# [EXERCISE MATERIAL]
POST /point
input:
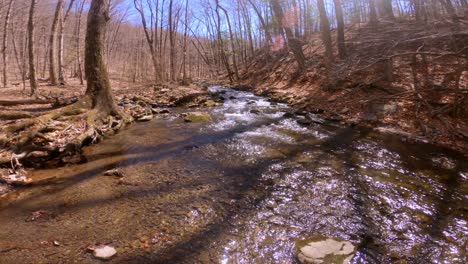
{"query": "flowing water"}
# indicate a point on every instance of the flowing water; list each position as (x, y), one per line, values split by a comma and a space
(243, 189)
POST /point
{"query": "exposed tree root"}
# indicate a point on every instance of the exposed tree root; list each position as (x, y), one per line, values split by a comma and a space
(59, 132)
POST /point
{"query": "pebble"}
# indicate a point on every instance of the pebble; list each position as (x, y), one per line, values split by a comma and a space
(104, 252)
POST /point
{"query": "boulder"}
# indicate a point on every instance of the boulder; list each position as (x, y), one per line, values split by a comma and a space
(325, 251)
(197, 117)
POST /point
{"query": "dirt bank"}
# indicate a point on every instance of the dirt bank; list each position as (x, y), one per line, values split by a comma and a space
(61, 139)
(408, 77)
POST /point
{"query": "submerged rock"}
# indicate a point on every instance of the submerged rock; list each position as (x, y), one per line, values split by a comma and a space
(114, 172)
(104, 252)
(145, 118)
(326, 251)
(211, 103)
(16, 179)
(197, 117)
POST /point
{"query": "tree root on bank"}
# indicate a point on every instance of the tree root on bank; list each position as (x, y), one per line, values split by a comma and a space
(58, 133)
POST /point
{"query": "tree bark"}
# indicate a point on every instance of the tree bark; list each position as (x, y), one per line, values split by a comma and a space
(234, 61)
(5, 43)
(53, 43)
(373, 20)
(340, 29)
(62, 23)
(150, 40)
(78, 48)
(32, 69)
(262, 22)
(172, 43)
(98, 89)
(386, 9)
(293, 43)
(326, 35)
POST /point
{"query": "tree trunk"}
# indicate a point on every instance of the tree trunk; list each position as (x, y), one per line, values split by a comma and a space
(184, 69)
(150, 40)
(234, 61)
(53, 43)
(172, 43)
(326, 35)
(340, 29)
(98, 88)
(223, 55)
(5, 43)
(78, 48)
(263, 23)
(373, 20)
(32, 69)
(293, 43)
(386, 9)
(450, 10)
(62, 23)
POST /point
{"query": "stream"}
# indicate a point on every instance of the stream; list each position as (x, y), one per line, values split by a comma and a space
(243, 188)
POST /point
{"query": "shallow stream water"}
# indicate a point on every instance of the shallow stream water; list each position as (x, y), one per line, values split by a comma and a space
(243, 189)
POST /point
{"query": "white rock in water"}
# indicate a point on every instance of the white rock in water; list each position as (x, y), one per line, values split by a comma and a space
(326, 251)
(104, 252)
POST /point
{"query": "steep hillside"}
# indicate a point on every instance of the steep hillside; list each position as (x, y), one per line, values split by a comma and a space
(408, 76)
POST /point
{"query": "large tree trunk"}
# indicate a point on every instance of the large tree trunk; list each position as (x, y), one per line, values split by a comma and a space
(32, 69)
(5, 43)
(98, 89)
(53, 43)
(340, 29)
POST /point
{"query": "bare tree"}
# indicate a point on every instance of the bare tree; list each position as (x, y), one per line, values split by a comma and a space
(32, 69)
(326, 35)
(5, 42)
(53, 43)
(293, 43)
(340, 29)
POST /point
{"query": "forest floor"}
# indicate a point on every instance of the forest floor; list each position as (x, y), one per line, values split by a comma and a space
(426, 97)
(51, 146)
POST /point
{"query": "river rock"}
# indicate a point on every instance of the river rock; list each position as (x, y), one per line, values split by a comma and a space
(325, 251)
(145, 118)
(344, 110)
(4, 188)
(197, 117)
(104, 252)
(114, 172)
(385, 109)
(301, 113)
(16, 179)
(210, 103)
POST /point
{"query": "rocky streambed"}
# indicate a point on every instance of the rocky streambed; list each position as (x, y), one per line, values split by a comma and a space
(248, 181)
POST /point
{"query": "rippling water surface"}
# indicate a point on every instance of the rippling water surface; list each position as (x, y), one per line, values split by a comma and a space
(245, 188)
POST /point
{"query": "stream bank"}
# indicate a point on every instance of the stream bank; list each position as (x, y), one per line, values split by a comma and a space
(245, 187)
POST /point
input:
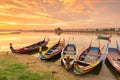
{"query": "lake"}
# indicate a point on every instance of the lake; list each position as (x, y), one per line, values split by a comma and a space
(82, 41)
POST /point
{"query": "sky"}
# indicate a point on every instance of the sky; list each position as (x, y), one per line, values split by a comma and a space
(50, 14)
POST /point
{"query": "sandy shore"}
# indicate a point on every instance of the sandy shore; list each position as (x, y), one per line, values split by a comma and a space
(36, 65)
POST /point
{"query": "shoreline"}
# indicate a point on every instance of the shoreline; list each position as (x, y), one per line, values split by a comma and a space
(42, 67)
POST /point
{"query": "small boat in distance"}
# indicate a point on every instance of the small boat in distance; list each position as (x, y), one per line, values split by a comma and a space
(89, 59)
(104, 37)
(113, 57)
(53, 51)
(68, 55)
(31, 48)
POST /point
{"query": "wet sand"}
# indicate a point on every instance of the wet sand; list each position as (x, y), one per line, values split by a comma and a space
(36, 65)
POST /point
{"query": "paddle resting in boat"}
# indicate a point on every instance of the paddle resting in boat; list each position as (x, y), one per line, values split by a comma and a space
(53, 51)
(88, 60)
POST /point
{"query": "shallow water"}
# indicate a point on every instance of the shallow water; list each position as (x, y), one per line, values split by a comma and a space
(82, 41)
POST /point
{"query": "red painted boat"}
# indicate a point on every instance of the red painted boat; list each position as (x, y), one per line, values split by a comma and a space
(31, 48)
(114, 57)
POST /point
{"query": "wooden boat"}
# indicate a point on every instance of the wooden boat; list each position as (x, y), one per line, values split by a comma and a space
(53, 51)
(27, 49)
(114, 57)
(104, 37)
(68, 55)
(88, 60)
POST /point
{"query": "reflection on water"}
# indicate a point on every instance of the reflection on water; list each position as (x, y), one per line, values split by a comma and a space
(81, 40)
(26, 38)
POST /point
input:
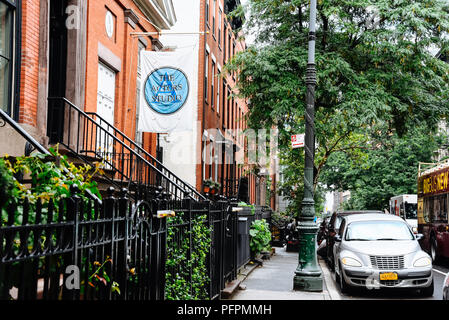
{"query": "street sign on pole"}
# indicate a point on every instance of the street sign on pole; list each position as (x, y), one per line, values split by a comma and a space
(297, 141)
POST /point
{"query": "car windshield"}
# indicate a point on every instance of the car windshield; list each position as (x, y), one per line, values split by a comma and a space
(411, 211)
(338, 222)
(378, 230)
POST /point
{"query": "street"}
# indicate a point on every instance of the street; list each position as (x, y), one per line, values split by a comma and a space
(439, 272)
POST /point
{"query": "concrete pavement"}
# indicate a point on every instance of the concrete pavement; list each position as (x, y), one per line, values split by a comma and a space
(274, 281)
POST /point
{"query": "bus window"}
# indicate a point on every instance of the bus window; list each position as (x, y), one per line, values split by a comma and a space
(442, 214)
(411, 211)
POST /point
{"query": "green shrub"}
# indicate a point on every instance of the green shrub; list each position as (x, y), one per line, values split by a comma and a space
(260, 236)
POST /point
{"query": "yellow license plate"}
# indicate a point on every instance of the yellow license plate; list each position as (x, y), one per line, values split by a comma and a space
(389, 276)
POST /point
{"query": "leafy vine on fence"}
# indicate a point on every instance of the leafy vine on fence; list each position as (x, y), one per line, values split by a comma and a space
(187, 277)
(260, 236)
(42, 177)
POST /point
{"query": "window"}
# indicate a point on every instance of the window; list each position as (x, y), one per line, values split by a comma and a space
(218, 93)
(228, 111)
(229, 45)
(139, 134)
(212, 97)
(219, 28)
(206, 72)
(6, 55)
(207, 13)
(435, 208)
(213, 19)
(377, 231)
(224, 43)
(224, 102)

# [PROMPT]
All records above are to be printed exactly, minus the pictures they contain.

# [FINISHED EXERCISE]
POST /point
input:
{"query": "flowing water"}
# indicate a point on every instance of the flowing water; list each position as (x, y), one per line, values split by a comma and a space
(243, 189)
POST /point
{"query": "exposed tree root"}
# indicate a point on every instance of the exposed tree root; list each position as (x, y), one per line, values split by a comma and a space
(59, 132)
POST /point
{"query": "pebble"}
# indicate a point on every instance of the pebble; list each position as (x, y), one per line, values split by a comma and a space
(104, 252)
POST /point
{"query": "boulder"}
# indicate a point on every instance of the boulder; list each position as (x, y), one per line, values split by a comma and a space
(325, 251)
(197, 117)
POST /point
{"query": "dirt bank"}
# indicate a point on every instance of the dirt bank; list each position as (x, y), one per line, values split by a comma and a space
(61, 139)
(408, 77)
POST /point
{"query": "submerged rock"}
# indicate a point on every instance of the submerged rock; list each position as (x, y), one per line, values split by a comma and a space
(114, 172)
(104, 252)
(145, 118)
(326, 251)
(211, 103)
(16, 179)
(197, 117)
POST /point
{"query": "tree root on bank"}
# indicate a point on every instance of the tree root on bank; list each position as (x, y), one per line, values split by a comma and a space
(58, 133)
POST /point
{"query": "tree bark"}
# indicate a point on every instance of the tree bark; list each position as (x, y), one per line, values split by a comma and a space
(234, 61)
(5, 43)
(53, 43)
(373, 20)
(340, 29)
(62, 23)
(150, 40)
(78, 48)
(32, 69)
(262, 22)
(172, 43)
(98, 89)
(386, 9)
(293, 43)
(326, 35)
POST /point
{"query": "tree trunk"}
# indicate a point on every instance of the tree trunk; list each position as (x, y), one per line, values split by a comma and a space
(184, 69)
(150, 40)
(234, 61)
(53, 43)
(172, 43)
(326, 35)
(340, 29)
(98, 88)
(223, 55)
(5, 43)
(78, 48)
(263, 23)
(373, 20)
(32, 69)
(293, 43)
(386, 9)
(450, 10)
(62, 23)
POST /point
{"query": "stream"}
# indicate a point on every instance of the stream; list each position as (x, y), one per line, values split by a comma and a space
(243, 188)
POST /point
{"query": "shallow stream water"}
# indicate a point on every instance of the shallow stream water; list each position as (x, y), one per line, values split by a comma and a space
(243, 189)
POST /point
{"query": "white rock in water"}
# indicate a point on every instance of the white rock in water; list each position as (x, y), one per line, values split by a comma and a space
(326, 251)
(104, 252)
POST /point
{"query": "steep hillside"}
# indicate a point on every instance of the steep hillside; list each position as (x, y), one per line, values split by a comma and a space
(408, 76)
POST /point
{"query": "large tree trunk"}
# indicate a point on every instance of the large tree trunk; list each position as (x, y), one per line, values split by a comma and a space
(32, 69)
(5, 43)
(98, 89)
(53, 43)
(340, 29)
POST /point
{"query": "bare tree"}
# indicate a point on every instance of the bare tree; list each position as (x, y), one per line, values split by a comma and a space
(32, 69)
(326, 35)
(5, 42)
(53, 43)
(293, 43)
(340, 29)
POST /point
{"query": "forest floor"}
# indicate a point on every instance of the forest floor; list each position as (x, y), one per line, values split by a comma and a space
(426, 97)
(51, 146)
POST /point
{"query": "river rock"}
# indicate a point on every instance of the river rock; list each position as (x, y), one per line, values split by a comma and a space
(325, 251)
(145, 118)
(344, 110)
(4, 188)
(197, 117)
(104, 252)
(114, 172)
(385, 109)
(301, 113)
(16, 179)
(210, 103)
POST /point
{"query": "rocky streambed"}
# indicate a point on every instance of the rocky streambed; list each position as (x, y), one per line, values split by a comma and a space
(248, 181)
POST /point
{"query": "rippling water surface"}
# indicate a point on every instance of the rippling water surface; list each position as (x, y), one per line, values split by a comma and a space
(245, 188)
POST /point
{"query": "stream bank"}
# indicate a point on every instance of the stream bank; list each position as (x, y), one per line, values split by a comma and a space
(245, 187)
POST /point
input:
{"query": "lake"}
# indicate a point on every instance of the lake; list each position as (x, y), one per line, values split by a comma and a space
(82, 41)
POST /point
{"query": "sky"}
# indicate a point on every instance of the sky; list each position as (x, y), one per line, values split by a comma and a space
(50, 14)
POST /point
{"query": "sandy shore"}
# indicate a point on every instance of the sandy shore; list each position as (x, y), one per line, values split by a comma and a space
(36, 65)
POST /point
{"query": "shoreline"}
# indicate a point on every instance of the shoreline; list each position as (x, y), one per line, values split by a comma and a space
(42, 67)
POST /point
{"query": "small boat in distance"}
# indicate a point on every instance of the small boat in distance; list each position as (x, y), one per line, values split by a comma and a space
(89, 59)
(104, 37)
(113, 57)
(53, 51)
(68, 55)
(31, 48)
POST /point
{"query": "wet sand"}
# indicate a point on every instance of the wet sand; list each position as (x, y), one per line, values split by a comma and a space
(36, 65)
POST /point
{"query": "paddle resting in boat"}
# indicate a point on every instance of the paddle resting in boat; list each position as (x, y), one per line, values split by a comma and a space
(53, 51)
(88, 60)
POST /point
{"query": "shallow water"}
# indicate a point on every instance of the shallow water; list each position as (x, y), one per line, values split by a comma and a space
(82, 41)
POST /point
{"query": "red painted boat"}
# indicate a point on every instance of the red painted boat; list each position as (x, y), one per line, values split by a comma and a space
(31, 48)
(114, 57)
POST /point
{"query": "wooden boat"}
# indicate a point on every instance of the wooden boat; list each position as (x, y), one per line, values split by a comma and a space
(53, 51)
(27, 49)
(114, 57)
(104, 37)
(68, 55)
(88, 60)
POST /point
{"query": "reflection on water"}
# indicate a point on every instance of the reflection on water; list each position as (x, y), one per line, values split by a comma and a space
(81, 40)
(26, 38)
POST /point
input:
{"query": "street sign on pole"}
# indicate a point on every instance of the street sign on pole; list each position as (x, y), one per line, values split by a comma and a space
(297, 141)
POST /point
{"query": "car windshield"}
# indicate a point on every instance of the car windshield; list each position as (x, y), one per line, values split by a comma and a space
(411, 211)
(338, 222)
(378, 230)
POST /point
{"query": "street"}
# indicate a point on every instance of the street; list each position as (x, y), one per line, values split by a comma and a space
(439, 272)
POST /point
{"query": "concrete pavement"}
# indicate a point on every instance of the concrete pavement; list each position as (x, y), one per line, values split by a comma and a space
(274, 281)
POST /point
{"query": "bus window"}
# indicate a point on every instance of the bus window; list each position as (x, y), one per line, values split by a comma and a space
(442, 214)
(411, 211)
POST /point
{"query": "green shrub"}
# indicate a point on every instance of the green shrub; list each position as (x, y), one per line, values split by a comma and a space
(260, 236)
POST /point
{"query": "yellow license plate"}
# indicate a point on every instance of the yellow license plate; list each position as (x, y), one per line, values split by a comma and a space
(389, 276)
POST /point
{"query": "leafy vine on fence"}
# indicate a point on every instance of the leafy vine on fence; list each position as (x, y), one per line, values split by a comma and a space
(187, 277)
(260, 236)
(42, 177)
POST /point
{"query": "window"}
# indicate a point on every instance of the window; list each position as (x, y), one per line, values split by a comma and a space
(218, 93)
(228, 111)
(229, 45)
(139, 134)
(212, 97)
(219, 28)
(206, 72)
(6, 55)
(207, 13)
(435, 208)
(213, 19)
(377, 231)
(224, 43)
(224, 102)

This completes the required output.